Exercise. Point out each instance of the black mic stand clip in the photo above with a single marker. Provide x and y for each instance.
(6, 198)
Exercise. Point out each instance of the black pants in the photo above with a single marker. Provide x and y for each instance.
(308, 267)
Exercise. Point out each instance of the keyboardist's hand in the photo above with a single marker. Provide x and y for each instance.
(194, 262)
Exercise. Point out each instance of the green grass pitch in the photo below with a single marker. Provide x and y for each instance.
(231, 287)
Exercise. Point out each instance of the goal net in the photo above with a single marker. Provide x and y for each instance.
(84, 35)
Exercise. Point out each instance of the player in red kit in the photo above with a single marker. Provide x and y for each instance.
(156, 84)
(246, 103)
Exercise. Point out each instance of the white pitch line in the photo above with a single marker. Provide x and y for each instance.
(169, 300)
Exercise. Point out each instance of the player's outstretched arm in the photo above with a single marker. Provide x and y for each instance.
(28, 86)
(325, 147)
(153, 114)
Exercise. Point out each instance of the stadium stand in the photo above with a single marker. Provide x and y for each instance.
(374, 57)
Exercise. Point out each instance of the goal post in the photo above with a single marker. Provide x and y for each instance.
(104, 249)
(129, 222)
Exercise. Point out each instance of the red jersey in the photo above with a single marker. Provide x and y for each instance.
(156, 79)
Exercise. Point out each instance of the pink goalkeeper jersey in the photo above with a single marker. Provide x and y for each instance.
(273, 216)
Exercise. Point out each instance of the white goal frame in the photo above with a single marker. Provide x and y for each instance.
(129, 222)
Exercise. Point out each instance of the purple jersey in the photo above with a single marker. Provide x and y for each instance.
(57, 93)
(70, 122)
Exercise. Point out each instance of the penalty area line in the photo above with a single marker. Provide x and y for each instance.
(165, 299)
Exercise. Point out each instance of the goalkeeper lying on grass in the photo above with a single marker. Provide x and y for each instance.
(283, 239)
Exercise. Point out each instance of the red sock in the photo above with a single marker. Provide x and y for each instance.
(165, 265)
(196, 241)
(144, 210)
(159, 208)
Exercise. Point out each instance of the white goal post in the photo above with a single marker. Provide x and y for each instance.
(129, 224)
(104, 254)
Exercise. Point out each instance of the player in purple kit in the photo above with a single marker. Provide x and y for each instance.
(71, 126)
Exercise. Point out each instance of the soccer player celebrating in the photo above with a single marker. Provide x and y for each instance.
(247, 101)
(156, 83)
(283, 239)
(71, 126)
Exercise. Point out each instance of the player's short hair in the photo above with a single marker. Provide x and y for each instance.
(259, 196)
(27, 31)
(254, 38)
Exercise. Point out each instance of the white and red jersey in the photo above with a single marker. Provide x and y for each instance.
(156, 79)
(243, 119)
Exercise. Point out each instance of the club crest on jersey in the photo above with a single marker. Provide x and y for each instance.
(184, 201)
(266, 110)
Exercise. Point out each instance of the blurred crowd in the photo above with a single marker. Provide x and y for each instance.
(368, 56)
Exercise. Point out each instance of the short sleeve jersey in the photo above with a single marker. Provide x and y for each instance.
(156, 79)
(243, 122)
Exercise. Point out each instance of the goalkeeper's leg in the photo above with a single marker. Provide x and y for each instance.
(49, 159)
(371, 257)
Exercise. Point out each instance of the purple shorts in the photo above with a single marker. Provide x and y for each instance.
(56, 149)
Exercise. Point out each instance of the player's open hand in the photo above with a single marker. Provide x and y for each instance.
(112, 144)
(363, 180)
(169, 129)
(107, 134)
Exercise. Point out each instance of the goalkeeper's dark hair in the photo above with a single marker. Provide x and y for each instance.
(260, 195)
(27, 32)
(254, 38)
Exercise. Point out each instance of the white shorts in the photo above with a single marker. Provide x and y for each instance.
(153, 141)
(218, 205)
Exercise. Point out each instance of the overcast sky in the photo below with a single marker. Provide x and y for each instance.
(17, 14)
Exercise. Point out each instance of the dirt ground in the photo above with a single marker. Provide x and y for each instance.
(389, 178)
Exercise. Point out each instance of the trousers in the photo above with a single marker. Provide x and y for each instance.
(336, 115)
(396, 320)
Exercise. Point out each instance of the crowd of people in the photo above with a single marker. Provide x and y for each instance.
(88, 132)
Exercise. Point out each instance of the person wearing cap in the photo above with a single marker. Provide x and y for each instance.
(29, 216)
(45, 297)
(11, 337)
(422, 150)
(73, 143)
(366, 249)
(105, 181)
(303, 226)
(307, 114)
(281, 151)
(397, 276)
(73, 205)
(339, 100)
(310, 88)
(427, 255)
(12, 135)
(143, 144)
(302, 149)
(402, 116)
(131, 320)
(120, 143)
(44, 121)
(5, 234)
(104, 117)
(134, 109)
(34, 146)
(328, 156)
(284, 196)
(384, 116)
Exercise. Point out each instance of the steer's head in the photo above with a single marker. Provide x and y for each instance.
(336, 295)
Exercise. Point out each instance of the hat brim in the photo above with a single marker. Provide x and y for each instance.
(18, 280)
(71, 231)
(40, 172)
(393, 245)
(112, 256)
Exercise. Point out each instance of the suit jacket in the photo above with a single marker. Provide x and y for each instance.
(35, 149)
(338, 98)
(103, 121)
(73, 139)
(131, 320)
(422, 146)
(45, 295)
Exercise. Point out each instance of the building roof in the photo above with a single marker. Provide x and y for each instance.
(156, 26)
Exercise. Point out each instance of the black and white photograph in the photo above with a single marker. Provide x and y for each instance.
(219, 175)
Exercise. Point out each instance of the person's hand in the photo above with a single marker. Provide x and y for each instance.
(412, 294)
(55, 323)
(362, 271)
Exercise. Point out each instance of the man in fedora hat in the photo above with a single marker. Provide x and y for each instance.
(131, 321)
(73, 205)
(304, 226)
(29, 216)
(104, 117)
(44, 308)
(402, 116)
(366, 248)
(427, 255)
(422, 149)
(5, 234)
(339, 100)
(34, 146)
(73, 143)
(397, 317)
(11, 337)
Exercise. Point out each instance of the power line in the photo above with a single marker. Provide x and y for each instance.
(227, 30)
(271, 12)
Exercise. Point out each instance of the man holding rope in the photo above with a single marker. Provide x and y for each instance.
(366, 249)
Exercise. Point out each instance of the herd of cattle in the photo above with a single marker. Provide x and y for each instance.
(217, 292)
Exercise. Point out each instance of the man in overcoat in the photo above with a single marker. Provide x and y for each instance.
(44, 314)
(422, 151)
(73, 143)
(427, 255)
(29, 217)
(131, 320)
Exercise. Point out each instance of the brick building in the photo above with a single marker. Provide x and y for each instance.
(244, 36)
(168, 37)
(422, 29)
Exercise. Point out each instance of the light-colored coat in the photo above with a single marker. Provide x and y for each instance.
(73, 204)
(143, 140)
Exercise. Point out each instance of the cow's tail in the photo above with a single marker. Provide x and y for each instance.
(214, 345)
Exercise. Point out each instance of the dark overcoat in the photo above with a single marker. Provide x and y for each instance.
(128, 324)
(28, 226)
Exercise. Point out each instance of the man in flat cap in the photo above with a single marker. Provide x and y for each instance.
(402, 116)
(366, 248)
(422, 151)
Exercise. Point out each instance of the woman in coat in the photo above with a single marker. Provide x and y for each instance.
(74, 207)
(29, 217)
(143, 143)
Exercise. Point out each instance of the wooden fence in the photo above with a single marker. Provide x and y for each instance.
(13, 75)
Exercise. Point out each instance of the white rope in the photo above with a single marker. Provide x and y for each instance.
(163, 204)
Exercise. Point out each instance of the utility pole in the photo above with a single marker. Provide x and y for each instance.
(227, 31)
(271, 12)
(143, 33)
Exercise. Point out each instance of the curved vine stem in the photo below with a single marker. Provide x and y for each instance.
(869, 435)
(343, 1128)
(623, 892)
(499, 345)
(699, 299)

^^^^^^^^^^^^^^^^

PROBLEM DETAILS. When you restate the listing, keep each line identical to the original.

WRITTEN SOLUTION.
Exercise. Point out each instance of the black mic stand clip in the photo above with a single marker. Provide x and y for each instance.
(6, 198)
Exercise. Point out each instance of the black pants in the photo above with a single marker. Provide x and y for each instance.
(308, 267)
Exercise. Point out each instance of the keyboardist's hand in the photo above with a single marker. Provide x and y for each instance.
(194, 262)
Exercise. Point out each instance of the green grass pitch in the photo below with a single marker. Provide x and y for each instance.
(231, 287)
Exercise. Point out each instance of the goal net in the photo above with a single marker. Provide x and y for each instance.
(84, 35)
Exercise. Point out each instance of the player in red kit in the photo above with a single marker. Provide x and y for each instance.
(156, 84)
(246, 103)
Exercise. Point out each instance of the white pitch line in the photo above with a single marker. Provide x and y for each instance.
(169, 300)
Exercise. Point out each instance of the player's outstretched arm in the photo above with a single marker. Provide x and y for each instance.
(28, 86)
(325, 147)
(153, 114)
Exercise. Point out each instance of the stadium stand in the photo above with a single marker. Provide x and y for each instance.
(374, 57)
Exercise. Point out each instance of the goal post in the photo above with a single marker. Provide x and y for each instance.
(104, 249)
(129, 222)
Exercise. Point out each instance of the red jersey in the photo above with a single marker. Provide x and y for each instance.
(156, 79)
Exercise. Point out each instance of the pink goalkeeper jersey in the photo above with a single marker. Provide x and y for each instance.
(273, 216)
Exercise. Point out each instance of the white goal frame in the photo above with a single marker. Provide x and y for each instance.
(129, 222)
Exercise. Point out each instance of the purple jersey in the photo above with a single marker. Provide x and y for each instance.
(57, 93)
(70, 122)
Exercise. Point out each instance of the penalty area line in the photo above with a single marker. Provide x and y for each instance.
(165, 299)
Exercise. Point out each instance of the goalkeeper lying on grass in the photo above with a single marker. Provide x and y for each instance.
(283, 239)
Exercise. Point out each instance of the red sock in the photo above with a single marker. Provide x and y for each instance.
(165, 265)
(196, 241)
(144, 210)
(159, 208)
Exercise. Point out each instance of the white goal post in the photo above with a single marker. Provide x and y for each instance.
(129, 224)
(104, 254)
Exercise. Point out each instance of the player in purple kit in the photo above with a single marker. Provide x and y for each instance.
(71, 126)
Exercise. Point out each instance of the soccer player celebrating in the photo above with a single marker. Provide x and y for each instance.
(247, 101)
(156, 83)
(283, 239)
(71, 126)
Exercise. Point out each instance of the player's short hair in the photo above with a single marker. Provide x and y for each instance.
(259, 196)
(27, 31)
(254, 38)
Exercise. Point out each instance of the white and red jersey in the photo above with a single marker. Provide x and y for each instance.
(156, 79)
(243, 119)
Exercise. Point out each instance of the club crest on jersey in the photo above with a single marker. Provide x and y for each instance.
(184, 201)
(266, 110)
Exercise. Point out each instance of the blurred crowd in the photo above with a single marker. Provide x and y for each instance.
(368, 56)
Exercise. Point out each instance of the short sleeve jersey in the photo above with a single marker. Provide x and y for each instance.
(156, 79)
(243, 122)
Exercise. Point out each instance of the goalkeeper's leg in the photo above with a single marker. Provide x and y for each instance.
(49, 159)
(371, 257)
Exercise. Point out each instance of the purple shorts in the photo above with a single marker. Provide x and y for each instance.
(56, 149)
Exercise. Point out each instance of the player's open hand in the photo above with a single marker. Provide x and y for each instance.
(112, 144)
(363, 180)
(169, 129)
(107, 134)
Exercise. Point out each instance of the goalkeeper's dark hair in the photo above with a single marker. Provide x and y for each instance.
(260, 195)
(27, 32)
(254, 38)
Exercise. Point out each instance of the white shorts in the photo above with a single marker. Provide x and y for each instance.
(153, 141)
(218, 205)
Exercise. Point out each instance of the overcast sky in the photo below with a single marker. Provide x and y for each instance.
(17, 14)
Exercise. Point out each instance of the dirt ground in the photo above with a single marker. Provide x and y for each instance.
(389, 178)
Exercise. Point out each instance of the trousers in the photo above with a single marker. Provide x and y for each instance.
(336, 115)
(396, 320)
Exercise. Point out each instance of the crowd of people in the photo above with a single marker. Provide x and y for each instance.
(88, 132)
Exercise. Point out each instance of the person wearing cap in the photo above with a single marker. Provide x and y for each instance.
(29, 216)
(45, 297)
(11, 337)
(422, 150)
(73, 143)
(366, 249)
(105, 181)
(303, 226)
(307, 114)
(281, 151)
(397, 276)
(73, 205)
(339, 100)
(310, 88)
(427, 255)
(12, 135)
(143, 144)
(302, 149)
(402, 116)
(131, 320)
(120, 143)
(44, 121)
(5, 234)
(104, 117)
(134, 109)
(34, 146)
(328, 156)
(284, 196)
(384, 116)
Exercise. Point out each instance of the steer's head in the photo above with a single marker. Provide x and y for each instance.
(336, 295)
Exercise. Point out each instance of the hat brim in the photo above with a single marker. Provide x and y for each instance.
(18, 280)
(71, 231)
(40, 172)
(393, 245)
(112, 256)
Exercise. Point out each instance of the suit jacket in the photo above with a single marker. Provide x and y for each instance.
(35, 149)
(338, 98)
(103, 121)
(73, 139)
(131, 320)
(422, 146)
(45, 295)
Exercise. Point out each instance of the building roof in the photo above with a single marker. Provide x and y for each instance.
(156, 26)
Exercise. Point out each instance of the black and white photograph in the photo above with a single marker. Provide x and y for each instance.
(219, 175)
Exercise. Point out each instance of the person's hand in the photo above with a single marker. Provide x and y for each instance.
(412, 294)
(55, 323)
(362, 271)
Exercise. Point out each instance of the man in fedora hat in the photo above with a single marker. Provide x and y for each instance.
(131, 321)
(73, 205)
(304, 226)
(29, 216)
(104, 117)
(44, 308)
(402, 116)
(366, 248)
(427, 255)
(422, 149)
(5, 234)
(339, 100)
(34, 146)
(73, 143)
(397, 317)
(11, 337)
Exercise. Point out each instance of the power line in the photo above with a single marker. Provide x and y for each instance.
(227, 30)
(271, 12)
Exercise. Point out each instance of the man holding rope in the photo above with a single marker. Provide x and y for each instance.
(366, 249)
Exercise. Point out each instance of the herd of cattle in the photo above with a single marker. Provide x and y for each instance.
(217, 292)
Exercise. Point out each instance of the man in overcoat in the photo above with a single marker. Provide x and y for each instance.
(44, 314)
(422, 151)
(73, 143)
(427, 255)
(29, 217)
(131, 320)
Exercise. Point out each instance of the brick building in the photo above with a single marker. Provide x and y for each instance.
(244, 36)
(168, 37)
(422, 29)
Exercise. Point out each instance of the light-colored coat in the photo above with a single marker. Provide x and y for each instance.
(73, 204)
(143, 140)
Exercise. Point out each instance of the cow's tail in the photo above with a single marker. Provide x and y for each instance.
(214, 345)
Exercise. Point out each instance of the dark overcoat in the photo above with a single marker. Provide x and y for each instance.
(128, 324)
(28, 226)
Exercise. Point out each instance of the man in flat cap in the photo above with a single marker. Provide x and y for each instance.
(402, 116)
(366, 248)
(422, 151)
Exercise. Point out each instance of the woman in coat in the photo above with a single marker. Provide x and y for each instance.
(74, 207)
(29, 217)
(143, 143)
Exercise. Point out each instance of the wooden fence in the photo above with a single marker. Provide x and y for each instance.
(13, 75)
Exercise. Point out each instance of the white rope in the photo above with a single marker. Provide x and y for each instance.
(163, 204)
Exercise. Point out each instance of the utility pole in the photo above with a single marker. Provide x and y for each instance.
(227, 31)
(271, 12)
(143, 33)
Exercise. Point out each instance of the curved vine stem in the photo below with a single marker. Provide x and y for each instance.
(869, 435)
(343, 1128)
(623, 892)
(499, 345)
(699, 299)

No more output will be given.